■ **Documento di partenza**
L'identità cristiana è tutta ricevuta dal Cristo e diventa tanto più vera quanto più sa spogliarsi di se stessa per essere piena di Lui. Il sale dà sapore sciogliendosi e la luce deve illuminare la casa: l'identità cristiana è quella di Cristo che deve morire per generare nuova vita. I discepoli di Cristo sono chiamati a seguire lui che come il seme muore per generare vita nuova.
La comunità di Matteo che sta cercando la propria identità per immergersi nel grande mondo sa che la trova soltanto non con il progetto di creare un altro mondo, ma, vivendo con Cristo e di Cristo, entrando nel cuore del mondo, della storia sempre nuova, morendo con lui, per svelare al mondo che solo il suo amore dà sapore e luce ad una realtà che da sola, rischia di continuare a vagare nella tenebra.

■ **Estratto dati**
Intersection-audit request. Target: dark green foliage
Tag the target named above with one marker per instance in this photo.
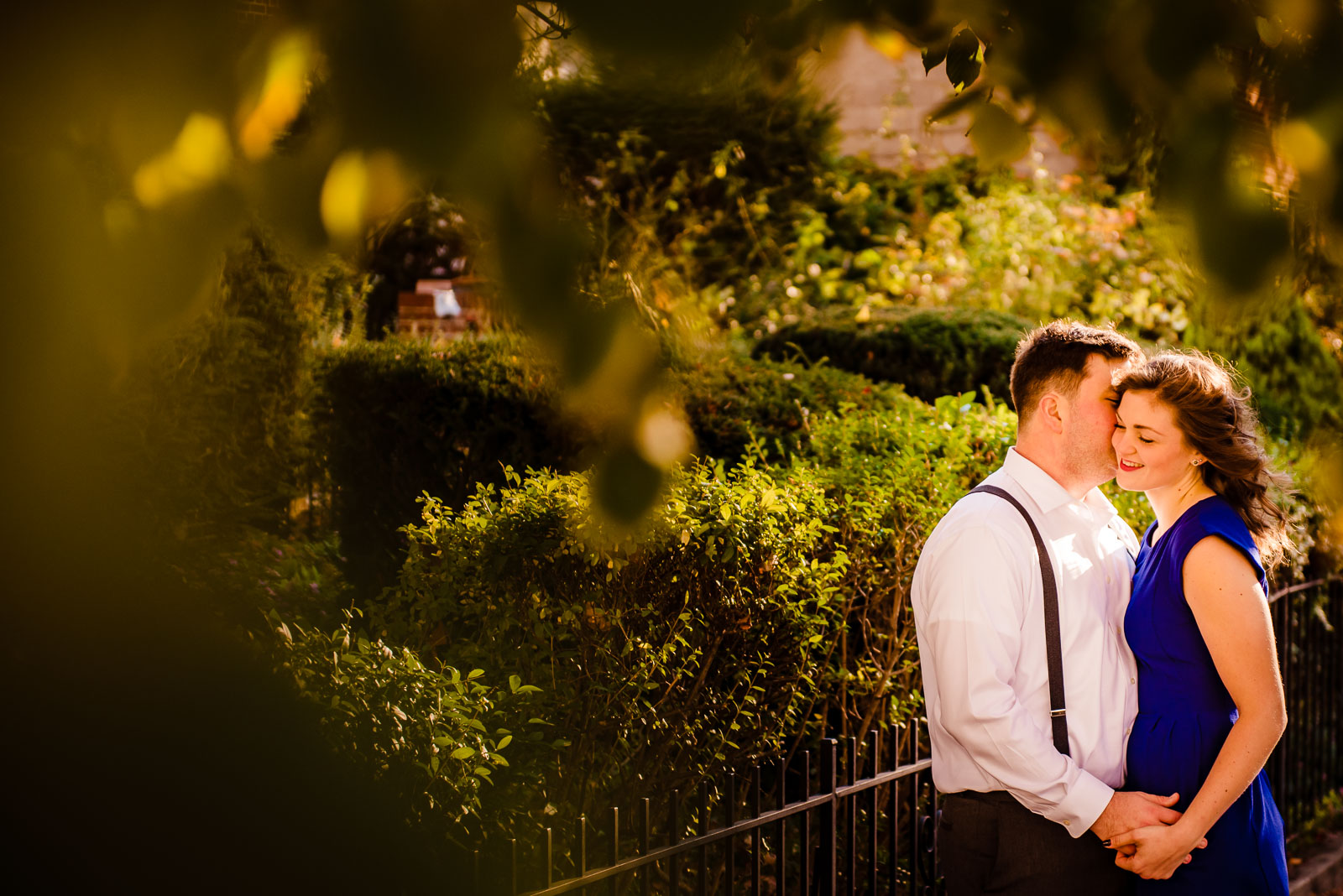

■ **Consegna A**
Aggiorna il brano sull'identità cristiana e riscrivilo partendo da "L'identità cristiana è tutta" e proseguendo fino a "vagare nella tenebra.". Sostituisci "sapore" con "gusto".
■ **Consegna B**
Elenca tutte le immagini che il brano sull'identità cristiana usa come paragone per descrivere Cristo e i suoi discepoli.
■ **Consegna C**
Prosegui il brano sull'identità cristiana dopo la sua ultima frase.

■ **Risultato finale A**
L'identità cristiana è tutta ricevuta dal Cristo e diventa tanto più vera quanto più sa spogliarsi di se stessa per essere piena di Lui. Il sale dà gusto sciogliendosi e la luce deve illuminare la casa: l'identità cristiana è quella di Cristo che deve morire per generare nuova vita. I discepoli di Cristo sono chiamati a seguire lui che come il seme muore per generare vita nuova.
La comunità di Matteo che sta cercando la propria identità per immergersi nel grande mondo sa che la trova soltanto non con il progetto di creare un altro mondo, ma, vivendo con Cristo e di Cristo, entrando nel cuore del mondo, della storia sempre nuova, morendo con lui, per svelare al mondo che solo il suo amore dà gusto e luce ad una realtà che da sola, rischia di continuare a vagare nella tenebra.

■ **Risultato finale B**
Il sale, la luce e il seme.

■ **Risultato finale C**
Omelia di mons. Gianfranco Poma
Noi del Vangelo, gente che accarezza la vita
Gesù ha appena finito di proclamare il vertice del suo messaggio, le beatitudini, e aggiunge, rivolto ai suoi discepoli e a noi: se vivete questo, voi siete «sale e luce della terra».
Una affermazione che ci sorprende: che Dio sia luce del mondo lo abbiamo sentito, il Vangelo di Giovanni l'ha ripetuto, ci crediamo; ma sentire - e credere - che anche l'uomo è luce, che lo siamo anch'io e tu, con tutti i nostri limiti e le nostre ombre, questo è sorprendente.
E non si tratta di una esortazione di Gesù: siate, sforzatevi di diventare luce, ma: sappiate che lo siete già. La candela non deve sforzarsi, se è accesa, di far luce, è la sua natura, così voi. La luce è il dono naturale del discepolo ha respirato Dio. Incredibile la stima, la fiducia negli uomini che Gesù comunica, la speranza che ripone in noi. E ci incoraggia a prenderne coscienza: non fermarti alla superficie di te stesso, al ruvido dell'argilla, cerca in profondità, verso la cella segreta del cuore, scendi nel tuo centro e là troverai una lucerna accesa, una manciata di sale. Voi che vivete secondo il Vangelo siete «una manciata di luce gettata in faccia al mondo» (Gigi Verdi). E lo siete non con la dottrina o le parole, ma con le opere: risplenda la vostra luce nelle vostre opere buone.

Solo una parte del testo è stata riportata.